Records for the task:
☆ ☆ ☆

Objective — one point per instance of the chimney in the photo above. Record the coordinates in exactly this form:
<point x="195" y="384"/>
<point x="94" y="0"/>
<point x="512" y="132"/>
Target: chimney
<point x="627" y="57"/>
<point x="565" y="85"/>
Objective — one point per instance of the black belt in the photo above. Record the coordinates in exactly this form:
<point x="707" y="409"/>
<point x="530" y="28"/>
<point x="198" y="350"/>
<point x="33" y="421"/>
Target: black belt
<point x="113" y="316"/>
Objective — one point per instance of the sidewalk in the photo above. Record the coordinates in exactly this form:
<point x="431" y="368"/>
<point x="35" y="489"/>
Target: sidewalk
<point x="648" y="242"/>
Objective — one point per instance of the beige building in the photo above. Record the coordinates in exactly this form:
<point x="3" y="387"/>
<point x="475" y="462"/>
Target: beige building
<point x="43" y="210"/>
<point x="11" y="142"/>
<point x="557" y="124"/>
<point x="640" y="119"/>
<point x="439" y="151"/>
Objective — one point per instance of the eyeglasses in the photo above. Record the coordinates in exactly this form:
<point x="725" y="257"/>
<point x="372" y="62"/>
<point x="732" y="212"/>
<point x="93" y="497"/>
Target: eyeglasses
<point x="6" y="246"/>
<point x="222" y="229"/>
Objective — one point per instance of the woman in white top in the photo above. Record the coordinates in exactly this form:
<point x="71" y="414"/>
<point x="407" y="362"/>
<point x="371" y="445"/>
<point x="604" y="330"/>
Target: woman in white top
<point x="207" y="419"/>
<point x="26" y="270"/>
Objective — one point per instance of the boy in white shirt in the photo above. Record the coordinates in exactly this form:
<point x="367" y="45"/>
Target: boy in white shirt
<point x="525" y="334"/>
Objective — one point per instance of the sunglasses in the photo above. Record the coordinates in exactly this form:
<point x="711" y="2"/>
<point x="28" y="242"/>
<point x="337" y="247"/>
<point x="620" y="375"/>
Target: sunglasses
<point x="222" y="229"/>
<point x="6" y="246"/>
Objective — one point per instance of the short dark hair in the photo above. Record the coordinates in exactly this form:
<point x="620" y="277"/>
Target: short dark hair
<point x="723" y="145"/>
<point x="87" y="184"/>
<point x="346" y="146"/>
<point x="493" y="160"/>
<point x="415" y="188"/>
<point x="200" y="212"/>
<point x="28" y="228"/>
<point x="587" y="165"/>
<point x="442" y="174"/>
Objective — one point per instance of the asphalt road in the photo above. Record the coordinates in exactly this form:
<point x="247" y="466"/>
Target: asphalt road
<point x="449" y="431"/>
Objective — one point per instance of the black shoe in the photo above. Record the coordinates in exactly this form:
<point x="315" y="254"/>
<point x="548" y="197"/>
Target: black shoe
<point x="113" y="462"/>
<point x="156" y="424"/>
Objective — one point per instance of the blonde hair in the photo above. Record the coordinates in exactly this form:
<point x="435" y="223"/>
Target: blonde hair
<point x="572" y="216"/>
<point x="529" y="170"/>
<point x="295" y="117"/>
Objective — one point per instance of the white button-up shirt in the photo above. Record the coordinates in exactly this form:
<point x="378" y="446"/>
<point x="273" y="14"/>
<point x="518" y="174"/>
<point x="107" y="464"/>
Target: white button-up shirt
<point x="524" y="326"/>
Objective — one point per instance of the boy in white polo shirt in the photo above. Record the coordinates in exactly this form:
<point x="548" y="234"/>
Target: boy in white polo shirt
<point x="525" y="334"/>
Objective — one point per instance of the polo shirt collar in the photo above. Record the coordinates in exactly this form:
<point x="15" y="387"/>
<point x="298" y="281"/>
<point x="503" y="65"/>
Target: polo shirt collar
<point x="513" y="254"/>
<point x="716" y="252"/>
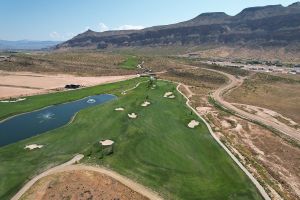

☆ ☆ ☆

Stated goal: Update all of the rows above by replacing "Record the coordinates" with "Give the coordinates" and keeping everything else unchanged. Leave the pictures out of your answer.

Result below:
Objective — one point per instance of the chimney in the photo above. Give the coordinates in exactly this form:
<point x="195" y="384"/>
<point x="94" y="0"/>
<point x="512" y="132"/>
Target: chimney
<point x="627" y="57"/>
<point x="565" y="85"/>
Objective — one point per instance of the black belt in the photo above. Give the coordinates in exactly this form:
<point x="707" y="409"/>
<point x="530" y="28"/>
<point x="198" y="350"/>
<point x="33" y="421"/>
Target: black belt
<point x="113" y="316"/>
Objective — one point per instance of the sidewalk in the photo above. Give the coordinates in exactly this form:
<point x="431" y="368"/>
<point x="35" y="489"/>
Target: sidewalk
<point x="648" y="242"/>
Objective — one point per instance of the beige building in the photo above. Give the coordinates in exactly this form:
<point x="3" y="387"/>
<point x="475" y="462"/>
Target: beige building
<point x="43" y="210"/>
<point x="11" y="142"/>
<point x="557" y="124"/>
<point x="640" y="119"/>
<point x="439" y="151"/>
Objective — one point per instance of the eyeglasses in the photo above. Give the coordinates in exactly this form:
<point x="725" y="257"/>
<point x="372" y="62"/>
<point x="732" y="212"/>
<point x="93" y="497"/>
Target: eyeglasses
<point x="6" y="246"/>
<point x="222" y="229"/>
Objective — one point per instance of the woman in white top in the photo above. Give the coordinates in exactly this form:
<point x="71" y="414"/>
<point x="407" y="362"/>
<point x="371" y="445"/>
<point x="604" y="330"/>
Target: woman in white top
<point x="207" y="419"/>
<point x="26" y="270"/>
Objective — one point per instance of the boy in white shirt in the photo above. Give the coordinates in exactly this form:
<point x="367" y="45"/>
Target: boy in white shirt
<point x="525" y="334"/>
Objective — one point per instance of the sunglasses in the photo above. Give the coordinates in exactly this form:
<point x="711" y="2"/>
<point x="28" y="242"/>
<point x="337" y="247"/>
<point x="620" y="375"/>
Target: sunglasses
<point x="222" y="229"/>
<point x="6" y="246"/>
Objective — one point per instance of the short dark hair in the photo above. Give the coordinates in exactly this form:
<point x="620" y="277"/>
Target: short dark hair
<point x="723" y="145"/>
<point x="87" y="184"/>
<point x="346" y="146"/>
<point x="493" y="160"/>
<point x="415" y="188"/>
<point x="200" y="212"/>
<point x="28" y="228"/>
<point x="587" y="165"/>
<point x="442" y="174"/>
Objective — one point per instance of the asphalt road in the photo above. Give the coordinates in exactly this form:
<point x="247" y="466"/>
Target: asphalt road
<point x="449" y="431"/>
Objective — one point per instance of the black shoe in the photo above. Give the coordinates in exactly this form:
<point x="315" y="254"/>
<point x="548" y="197"/>
Target: black shoe
<point x="113" y="462"/>
<point x="156" y="424"/>
Objective — one point per instance of the blonde hair in the photo above. Give the coordinates in exactly this form:
<point x="435" y="223"/>
Target: blonde hair
<point x="572" y="216"/>
<point x="529" y="170"/>
<point x="295" y="117"/>
Objective — one point per instance of the white button-up shirt in the photo above. Give the coordinates in exactly this form:
<point x="378" y="446"/>
<point x="273" y="14"/>
<point x="518" y="174"/>
<point x="107" y="464"/>
Target: white button-up shirt
<point x="524" y="326"/>
Objective — one point per instance of the boy in white polo shirt in the photo above. Give the coordinates in exactly this form:
<point x="548" y="234"/>
Target: boy in white polo shirt
<point x="525" y="334"/>
Objective — one point per instance of the polo shirt collar in the photo above. Give the coordinates in exactly this form:
<point x="15" y="387"/>
<point x="298" y="281"/>
<point x="503" y="65"/>
Target: polo shirt collar
<point x="513" y="254"/>
<point x="716" y="252"/>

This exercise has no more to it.